**Material to process:**
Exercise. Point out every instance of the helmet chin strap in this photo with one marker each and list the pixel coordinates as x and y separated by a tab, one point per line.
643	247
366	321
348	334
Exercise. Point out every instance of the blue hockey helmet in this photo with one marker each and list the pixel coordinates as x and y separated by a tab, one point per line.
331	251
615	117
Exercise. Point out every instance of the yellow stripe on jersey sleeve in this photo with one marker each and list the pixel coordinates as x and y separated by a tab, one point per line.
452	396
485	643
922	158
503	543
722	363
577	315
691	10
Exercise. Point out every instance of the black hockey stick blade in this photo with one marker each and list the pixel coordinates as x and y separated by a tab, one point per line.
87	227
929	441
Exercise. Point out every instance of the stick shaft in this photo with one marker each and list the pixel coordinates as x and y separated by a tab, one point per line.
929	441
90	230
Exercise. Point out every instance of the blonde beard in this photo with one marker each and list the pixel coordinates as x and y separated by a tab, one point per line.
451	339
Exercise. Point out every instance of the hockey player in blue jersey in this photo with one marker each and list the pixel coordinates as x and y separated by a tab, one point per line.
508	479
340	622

**Prompt:**
Each record above must be given again exactly.

**Finished task:**
Exercise. Point out every instance of the helmet chin strap in this photo with one marker each and list the pixel coordinates as x and y separated by a tab, one point per line.
643	247
366	321
348	334
Exercise. Point out every instance of the blue hockey helmet in this photo with one marker each and list the pixel coordinates as x and y separated by a tab, one point per line.
331	251
615	117
Exercise. Point out every instance of the yellow stripe on jersey sleeve in this photo with one marker each and list the pixel coordinates as x and y separated by a tab, one point per line.
452	396
485	643
922	158
503	543
722	363
577	315
691	10
Exercise. Point out every instance of the black hockey stick blade in this photo with one marker each and list the pixel coordinates as x and y separated by a tab, one point per line.
87	227
929	441
Exercise. Point out every instance of the stick shaft in this photo with one marker each and list the pixel coordinates as x and y separated by a tab, one point per line.
929	441
90	230
Exercise. Point out every instance of the blonde beard in this photo with one marker each and list the pixel coordinates as x and y separated by a tab, one point per line.
451	339
Exercise. Point out every instance of the hockey player in blue jersey in this photo with one marker each and list the pixel coordinates as x and y separated by a tab, one point per line.
508	479
340	622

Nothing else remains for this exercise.